## Data to process:
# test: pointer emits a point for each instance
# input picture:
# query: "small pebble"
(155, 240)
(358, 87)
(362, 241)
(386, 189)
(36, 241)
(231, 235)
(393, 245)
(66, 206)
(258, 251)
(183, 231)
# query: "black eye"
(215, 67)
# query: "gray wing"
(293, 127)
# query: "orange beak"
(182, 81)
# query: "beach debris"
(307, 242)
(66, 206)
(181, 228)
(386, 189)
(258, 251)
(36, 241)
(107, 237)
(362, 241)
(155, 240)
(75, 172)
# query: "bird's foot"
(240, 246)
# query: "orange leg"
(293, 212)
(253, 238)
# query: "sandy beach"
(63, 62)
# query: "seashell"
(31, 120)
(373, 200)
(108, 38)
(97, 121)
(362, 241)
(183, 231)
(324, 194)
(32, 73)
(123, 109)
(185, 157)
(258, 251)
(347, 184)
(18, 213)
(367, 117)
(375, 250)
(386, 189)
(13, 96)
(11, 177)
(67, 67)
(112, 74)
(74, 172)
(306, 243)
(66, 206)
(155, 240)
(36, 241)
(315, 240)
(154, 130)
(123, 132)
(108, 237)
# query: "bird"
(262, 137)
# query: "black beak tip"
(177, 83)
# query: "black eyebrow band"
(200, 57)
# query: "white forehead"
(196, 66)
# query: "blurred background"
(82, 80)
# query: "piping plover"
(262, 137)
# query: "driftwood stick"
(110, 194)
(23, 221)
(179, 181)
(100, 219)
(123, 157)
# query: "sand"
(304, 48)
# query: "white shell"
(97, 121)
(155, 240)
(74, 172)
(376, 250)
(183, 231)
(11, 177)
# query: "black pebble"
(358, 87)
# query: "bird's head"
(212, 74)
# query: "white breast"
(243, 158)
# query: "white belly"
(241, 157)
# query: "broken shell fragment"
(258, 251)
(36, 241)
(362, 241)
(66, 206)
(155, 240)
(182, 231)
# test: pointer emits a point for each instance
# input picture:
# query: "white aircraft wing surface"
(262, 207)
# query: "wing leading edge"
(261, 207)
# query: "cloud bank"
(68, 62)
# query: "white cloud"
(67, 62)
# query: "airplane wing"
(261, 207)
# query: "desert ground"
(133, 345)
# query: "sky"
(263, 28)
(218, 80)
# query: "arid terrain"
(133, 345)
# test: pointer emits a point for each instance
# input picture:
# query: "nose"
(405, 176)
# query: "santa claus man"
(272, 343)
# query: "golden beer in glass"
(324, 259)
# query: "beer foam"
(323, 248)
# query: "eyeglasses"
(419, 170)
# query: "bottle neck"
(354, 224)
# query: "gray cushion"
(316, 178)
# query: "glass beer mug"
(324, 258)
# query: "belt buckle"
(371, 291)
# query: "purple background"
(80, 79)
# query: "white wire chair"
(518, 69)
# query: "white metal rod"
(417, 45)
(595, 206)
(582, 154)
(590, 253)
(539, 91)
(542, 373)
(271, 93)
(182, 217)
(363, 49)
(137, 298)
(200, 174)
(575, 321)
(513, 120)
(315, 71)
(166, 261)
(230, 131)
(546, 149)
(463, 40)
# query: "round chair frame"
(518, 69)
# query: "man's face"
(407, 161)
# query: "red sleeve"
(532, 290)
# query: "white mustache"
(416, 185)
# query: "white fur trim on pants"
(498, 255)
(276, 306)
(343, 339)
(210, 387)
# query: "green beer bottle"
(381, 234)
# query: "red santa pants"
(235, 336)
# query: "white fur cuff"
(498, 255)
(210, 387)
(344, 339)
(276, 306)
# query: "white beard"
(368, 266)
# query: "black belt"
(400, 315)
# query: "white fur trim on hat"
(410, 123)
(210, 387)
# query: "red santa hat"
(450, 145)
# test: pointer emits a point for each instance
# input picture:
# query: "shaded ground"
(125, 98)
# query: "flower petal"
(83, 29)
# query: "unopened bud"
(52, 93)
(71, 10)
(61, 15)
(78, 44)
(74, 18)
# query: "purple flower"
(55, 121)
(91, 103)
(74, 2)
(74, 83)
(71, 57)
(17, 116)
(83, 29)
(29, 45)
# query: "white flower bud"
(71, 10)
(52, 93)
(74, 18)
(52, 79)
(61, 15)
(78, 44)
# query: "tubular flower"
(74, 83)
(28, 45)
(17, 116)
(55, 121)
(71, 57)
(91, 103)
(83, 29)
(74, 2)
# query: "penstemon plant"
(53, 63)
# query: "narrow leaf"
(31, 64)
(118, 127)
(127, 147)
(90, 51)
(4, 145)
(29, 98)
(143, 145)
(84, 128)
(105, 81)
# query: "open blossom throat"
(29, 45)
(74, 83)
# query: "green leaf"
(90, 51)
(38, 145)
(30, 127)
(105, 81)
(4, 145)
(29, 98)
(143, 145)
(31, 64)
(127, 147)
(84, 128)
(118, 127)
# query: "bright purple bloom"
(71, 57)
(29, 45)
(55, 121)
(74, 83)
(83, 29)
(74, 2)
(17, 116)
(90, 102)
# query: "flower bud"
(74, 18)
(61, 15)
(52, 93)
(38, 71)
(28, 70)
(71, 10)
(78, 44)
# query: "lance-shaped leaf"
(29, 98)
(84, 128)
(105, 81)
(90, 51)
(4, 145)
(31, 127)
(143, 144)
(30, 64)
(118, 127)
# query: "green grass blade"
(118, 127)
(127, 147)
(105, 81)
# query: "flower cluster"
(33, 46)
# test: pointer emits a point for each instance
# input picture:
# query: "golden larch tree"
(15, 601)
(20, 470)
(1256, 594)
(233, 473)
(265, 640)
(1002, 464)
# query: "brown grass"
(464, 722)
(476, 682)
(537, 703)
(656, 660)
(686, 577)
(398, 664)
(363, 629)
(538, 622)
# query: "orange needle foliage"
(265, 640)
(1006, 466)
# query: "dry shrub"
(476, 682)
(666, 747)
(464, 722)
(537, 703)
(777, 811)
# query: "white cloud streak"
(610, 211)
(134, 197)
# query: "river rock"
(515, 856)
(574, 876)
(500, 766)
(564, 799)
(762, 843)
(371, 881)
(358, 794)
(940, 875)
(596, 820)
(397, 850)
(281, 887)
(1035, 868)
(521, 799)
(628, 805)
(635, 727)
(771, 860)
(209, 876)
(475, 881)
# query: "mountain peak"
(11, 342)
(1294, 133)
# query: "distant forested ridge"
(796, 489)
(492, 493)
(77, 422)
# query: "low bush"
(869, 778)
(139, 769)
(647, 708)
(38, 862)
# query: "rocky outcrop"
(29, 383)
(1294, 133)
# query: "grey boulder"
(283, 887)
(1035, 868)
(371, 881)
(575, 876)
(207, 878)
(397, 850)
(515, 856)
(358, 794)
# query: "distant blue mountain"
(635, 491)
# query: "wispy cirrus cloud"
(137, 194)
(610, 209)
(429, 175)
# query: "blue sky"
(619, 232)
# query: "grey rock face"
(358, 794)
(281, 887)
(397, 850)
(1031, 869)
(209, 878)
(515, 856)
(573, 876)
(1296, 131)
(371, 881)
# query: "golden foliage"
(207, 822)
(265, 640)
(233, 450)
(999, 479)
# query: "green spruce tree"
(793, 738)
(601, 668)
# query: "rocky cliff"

## Given instruction:
List every line in the entries above that contains the word "bottle".

## Task response:
# query: "bottle neck"
# query: "green beer bottle"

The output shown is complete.